## MATERIAL TO PROCESS:
* * * * * * * * *
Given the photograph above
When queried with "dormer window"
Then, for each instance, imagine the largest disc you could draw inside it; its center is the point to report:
* * * * * * * * *
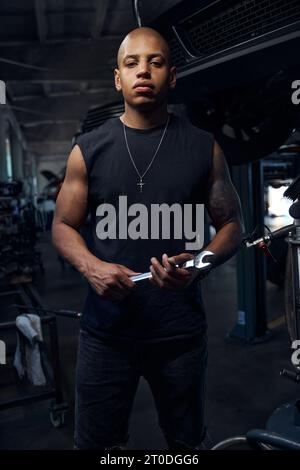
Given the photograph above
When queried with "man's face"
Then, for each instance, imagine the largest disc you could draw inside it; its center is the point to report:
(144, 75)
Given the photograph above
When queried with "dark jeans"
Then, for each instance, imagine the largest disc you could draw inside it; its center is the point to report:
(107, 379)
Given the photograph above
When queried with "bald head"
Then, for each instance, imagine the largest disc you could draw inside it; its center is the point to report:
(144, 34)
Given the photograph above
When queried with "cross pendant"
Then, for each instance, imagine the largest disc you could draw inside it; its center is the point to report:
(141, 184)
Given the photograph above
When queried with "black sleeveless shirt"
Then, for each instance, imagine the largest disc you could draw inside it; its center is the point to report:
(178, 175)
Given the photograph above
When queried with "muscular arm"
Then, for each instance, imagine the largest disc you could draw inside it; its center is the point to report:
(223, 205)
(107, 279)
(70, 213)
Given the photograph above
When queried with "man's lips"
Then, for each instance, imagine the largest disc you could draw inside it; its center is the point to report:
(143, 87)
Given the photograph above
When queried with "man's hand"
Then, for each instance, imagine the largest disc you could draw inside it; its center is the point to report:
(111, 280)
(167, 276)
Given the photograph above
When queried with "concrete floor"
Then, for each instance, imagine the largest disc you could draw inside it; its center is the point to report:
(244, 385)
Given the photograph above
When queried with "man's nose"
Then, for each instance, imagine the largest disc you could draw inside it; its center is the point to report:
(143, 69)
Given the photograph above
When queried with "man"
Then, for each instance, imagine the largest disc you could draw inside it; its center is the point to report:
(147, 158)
* * * * * * * * *
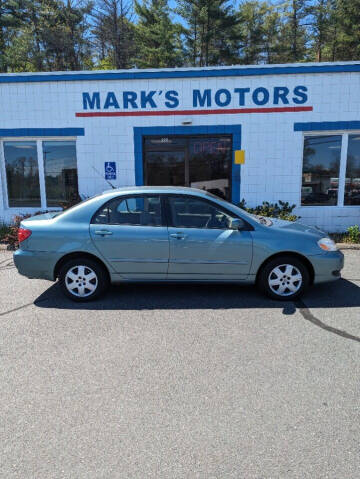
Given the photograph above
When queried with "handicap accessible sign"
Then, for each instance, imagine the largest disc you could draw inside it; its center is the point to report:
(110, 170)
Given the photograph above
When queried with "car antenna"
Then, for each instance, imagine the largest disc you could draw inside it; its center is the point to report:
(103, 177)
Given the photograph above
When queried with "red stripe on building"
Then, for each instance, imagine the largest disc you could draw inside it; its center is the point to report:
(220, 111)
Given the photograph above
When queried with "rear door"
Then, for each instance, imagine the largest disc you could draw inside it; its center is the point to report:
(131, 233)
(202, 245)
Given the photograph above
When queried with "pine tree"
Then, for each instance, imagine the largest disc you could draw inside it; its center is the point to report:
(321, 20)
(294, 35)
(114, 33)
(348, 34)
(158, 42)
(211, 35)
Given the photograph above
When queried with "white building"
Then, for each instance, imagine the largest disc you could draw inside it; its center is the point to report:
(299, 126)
* * * * * * * * *
## EXERCISE:
From the data, list each line in which the string "building" appears.

## THE COMPLETED TASK:
When queried with "red stripe on building"
When queried with "white building"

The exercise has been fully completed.